§ Records shown:
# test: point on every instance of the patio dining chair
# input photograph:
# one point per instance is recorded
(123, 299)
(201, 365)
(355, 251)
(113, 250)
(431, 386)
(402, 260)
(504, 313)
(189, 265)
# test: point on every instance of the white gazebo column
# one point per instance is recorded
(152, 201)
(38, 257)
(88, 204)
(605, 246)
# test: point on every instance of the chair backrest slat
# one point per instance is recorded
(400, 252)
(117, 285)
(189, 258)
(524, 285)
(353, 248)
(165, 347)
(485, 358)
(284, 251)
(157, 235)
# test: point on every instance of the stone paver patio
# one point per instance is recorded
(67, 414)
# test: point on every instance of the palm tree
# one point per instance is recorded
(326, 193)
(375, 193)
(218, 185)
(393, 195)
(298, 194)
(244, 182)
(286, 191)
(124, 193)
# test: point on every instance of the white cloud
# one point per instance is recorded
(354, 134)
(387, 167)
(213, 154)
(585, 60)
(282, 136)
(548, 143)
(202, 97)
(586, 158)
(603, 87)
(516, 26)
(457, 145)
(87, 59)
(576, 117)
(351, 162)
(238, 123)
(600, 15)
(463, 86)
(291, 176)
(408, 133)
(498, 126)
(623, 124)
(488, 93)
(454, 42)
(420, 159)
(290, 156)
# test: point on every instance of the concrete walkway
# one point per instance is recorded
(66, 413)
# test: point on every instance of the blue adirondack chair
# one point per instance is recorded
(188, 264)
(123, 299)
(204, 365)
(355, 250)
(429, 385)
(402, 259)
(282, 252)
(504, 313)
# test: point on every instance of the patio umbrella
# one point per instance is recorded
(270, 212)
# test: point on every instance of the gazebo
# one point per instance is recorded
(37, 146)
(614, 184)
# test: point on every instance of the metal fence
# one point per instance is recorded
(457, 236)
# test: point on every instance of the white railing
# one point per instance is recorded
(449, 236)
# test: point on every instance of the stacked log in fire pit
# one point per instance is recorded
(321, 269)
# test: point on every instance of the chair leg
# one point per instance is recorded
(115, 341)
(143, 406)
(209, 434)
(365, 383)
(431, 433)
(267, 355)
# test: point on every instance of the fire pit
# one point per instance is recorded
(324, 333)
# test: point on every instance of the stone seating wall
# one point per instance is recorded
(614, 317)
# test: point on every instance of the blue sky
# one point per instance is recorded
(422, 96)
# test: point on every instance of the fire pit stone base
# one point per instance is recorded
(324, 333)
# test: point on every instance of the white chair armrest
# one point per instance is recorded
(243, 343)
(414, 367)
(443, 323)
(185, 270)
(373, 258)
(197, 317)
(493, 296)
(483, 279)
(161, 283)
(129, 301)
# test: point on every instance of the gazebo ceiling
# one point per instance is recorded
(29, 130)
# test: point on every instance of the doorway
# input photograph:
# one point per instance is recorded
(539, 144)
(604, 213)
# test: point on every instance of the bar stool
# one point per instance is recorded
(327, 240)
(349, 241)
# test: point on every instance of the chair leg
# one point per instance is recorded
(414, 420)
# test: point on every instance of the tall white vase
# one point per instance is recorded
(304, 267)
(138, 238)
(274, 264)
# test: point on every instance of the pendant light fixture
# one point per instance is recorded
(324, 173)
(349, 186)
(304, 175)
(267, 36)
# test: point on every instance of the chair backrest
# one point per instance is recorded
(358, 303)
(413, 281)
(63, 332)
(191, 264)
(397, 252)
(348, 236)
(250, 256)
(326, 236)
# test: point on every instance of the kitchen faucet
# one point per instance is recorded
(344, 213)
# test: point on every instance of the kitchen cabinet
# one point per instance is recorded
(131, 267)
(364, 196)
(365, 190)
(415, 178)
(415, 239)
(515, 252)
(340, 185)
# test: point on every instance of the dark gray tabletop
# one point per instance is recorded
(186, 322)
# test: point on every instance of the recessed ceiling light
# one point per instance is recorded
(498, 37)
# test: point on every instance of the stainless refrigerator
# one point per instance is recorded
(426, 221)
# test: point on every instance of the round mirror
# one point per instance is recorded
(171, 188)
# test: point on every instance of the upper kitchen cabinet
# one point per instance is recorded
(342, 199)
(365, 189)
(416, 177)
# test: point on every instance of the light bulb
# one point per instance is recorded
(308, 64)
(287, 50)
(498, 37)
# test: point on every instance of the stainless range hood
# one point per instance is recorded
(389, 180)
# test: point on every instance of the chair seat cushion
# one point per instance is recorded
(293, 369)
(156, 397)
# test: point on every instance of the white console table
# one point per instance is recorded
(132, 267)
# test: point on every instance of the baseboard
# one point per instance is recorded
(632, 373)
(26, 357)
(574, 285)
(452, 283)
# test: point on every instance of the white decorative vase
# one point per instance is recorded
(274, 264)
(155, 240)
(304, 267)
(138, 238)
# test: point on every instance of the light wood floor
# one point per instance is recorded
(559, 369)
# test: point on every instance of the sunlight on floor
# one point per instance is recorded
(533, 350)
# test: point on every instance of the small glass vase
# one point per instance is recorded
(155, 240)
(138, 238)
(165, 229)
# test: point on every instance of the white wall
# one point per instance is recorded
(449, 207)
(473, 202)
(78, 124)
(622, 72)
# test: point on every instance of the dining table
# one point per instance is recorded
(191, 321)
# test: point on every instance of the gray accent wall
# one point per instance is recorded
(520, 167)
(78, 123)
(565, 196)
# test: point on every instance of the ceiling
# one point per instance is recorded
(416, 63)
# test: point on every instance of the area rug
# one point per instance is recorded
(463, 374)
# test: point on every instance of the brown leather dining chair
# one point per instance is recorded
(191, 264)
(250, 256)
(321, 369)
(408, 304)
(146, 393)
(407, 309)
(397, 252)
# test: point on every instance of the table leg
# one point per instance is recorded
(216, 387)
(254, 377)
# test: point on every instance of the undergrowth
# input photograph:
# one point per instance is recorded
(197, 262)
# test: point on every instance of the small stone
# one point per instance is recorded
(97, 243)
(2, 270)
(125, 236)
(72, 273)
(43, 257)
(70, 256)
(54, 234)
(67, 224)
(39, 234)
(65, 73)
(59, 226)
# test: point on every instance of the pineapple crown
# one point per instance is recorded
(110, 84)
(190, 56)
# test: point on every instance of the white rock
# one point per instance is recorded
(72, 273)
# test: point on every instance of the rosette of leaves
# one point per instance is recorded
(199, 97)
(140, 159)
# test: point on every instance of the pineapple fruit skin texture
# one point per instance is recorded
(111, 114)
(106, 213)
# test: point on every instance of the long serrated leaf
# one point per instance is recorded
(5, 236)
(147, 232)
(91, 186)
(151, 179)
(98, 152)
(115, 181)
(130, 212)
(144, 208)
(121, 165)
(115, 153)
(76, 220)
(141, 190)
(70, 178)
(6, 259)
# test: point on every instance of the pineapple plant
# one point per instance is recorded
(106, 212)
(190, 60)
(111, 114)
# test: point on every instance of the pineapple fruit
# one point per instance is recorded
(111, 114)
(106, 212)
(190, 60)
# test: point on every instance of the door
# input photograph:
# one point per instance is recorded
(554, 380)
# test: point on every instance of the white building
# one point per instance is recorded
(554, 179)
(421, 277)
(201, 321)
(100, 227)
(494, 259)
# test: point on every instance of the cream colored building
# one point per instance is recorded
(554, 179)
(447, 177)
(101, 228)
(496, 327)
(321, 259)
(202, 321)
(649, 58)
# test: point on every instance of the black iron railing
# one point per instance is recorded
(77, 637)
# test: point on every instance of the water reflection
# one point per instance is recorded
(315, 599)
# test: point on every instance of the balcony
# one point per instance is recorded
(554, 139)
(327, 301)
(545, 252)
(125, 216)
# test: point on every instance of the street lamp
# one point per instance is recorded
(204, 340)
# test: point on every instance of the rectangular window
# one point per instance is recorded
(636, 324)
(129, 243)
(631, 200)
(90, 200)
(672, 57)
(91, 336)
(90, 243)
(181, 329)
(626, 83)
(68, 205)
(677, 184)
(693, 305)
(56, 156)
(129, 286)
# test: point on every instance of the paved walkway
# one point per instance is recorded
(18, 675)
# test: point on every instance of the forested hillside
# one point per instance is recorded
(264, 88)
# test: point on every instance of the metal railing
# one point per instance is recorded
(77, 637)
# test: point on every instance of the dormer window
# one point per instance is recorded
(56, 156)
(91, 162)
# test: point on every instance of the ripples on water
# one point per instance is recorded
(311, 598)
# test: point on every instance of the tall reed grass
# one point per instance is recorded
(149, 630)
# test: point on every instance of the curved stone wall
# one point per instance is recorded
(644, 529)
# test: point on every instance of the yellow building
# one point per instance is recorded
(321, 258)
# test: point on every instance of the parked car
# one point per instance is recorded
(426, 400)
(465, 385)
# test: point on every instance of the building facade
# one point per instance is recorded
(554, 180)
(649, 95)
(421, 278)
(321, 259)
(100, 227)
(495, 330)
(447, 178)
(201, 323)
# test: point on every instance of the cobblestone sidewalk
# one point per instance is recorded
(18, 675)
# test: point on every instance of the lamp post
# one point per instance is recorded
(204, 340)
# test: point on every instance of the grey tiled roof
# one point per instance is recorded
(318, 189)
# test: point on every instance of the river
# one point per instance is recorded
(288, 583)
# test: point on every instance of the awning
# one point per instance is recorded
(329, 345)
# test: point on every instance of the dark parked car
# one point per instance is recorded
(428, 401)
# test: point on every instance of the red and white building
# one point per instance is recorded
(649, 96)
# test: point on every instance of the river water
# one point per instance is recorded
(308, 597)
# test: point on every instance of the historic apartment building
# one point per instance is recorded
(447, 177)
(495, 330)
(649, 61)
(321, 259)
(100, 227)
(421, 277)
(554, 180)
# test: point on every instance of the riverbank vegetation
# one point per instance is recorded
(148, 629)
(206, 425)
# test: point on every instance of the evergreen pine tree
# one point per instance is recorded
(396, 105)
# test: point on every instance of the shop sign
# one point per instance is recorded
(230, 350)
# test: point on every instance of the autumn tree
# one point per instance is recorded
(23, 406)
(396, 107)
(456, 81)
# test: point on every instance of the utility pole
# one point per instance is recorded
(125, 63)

§ What the exercise asks:
Only the lines from the first line of the records through the one containing "# test: point on every instance of the chair backrest slat" should be reproduced, exactly, with both of them included.

§ Result of the exercise:
# test: point on every instance of the patio dining chair
# input photograph:
# one point per instance is recorded
(123, 299)
(201, 365)
(355, 251)
(113, 250)
(431, 386)
(402, 260)
(504, 313)
(189, 265)
# test: point on every instance of the white gazebo column
# one point per instance is recorded
(152, 201)
(38, 257)
(88, 204)
(605, 246)
# test: point on every instance of the chair backrest slat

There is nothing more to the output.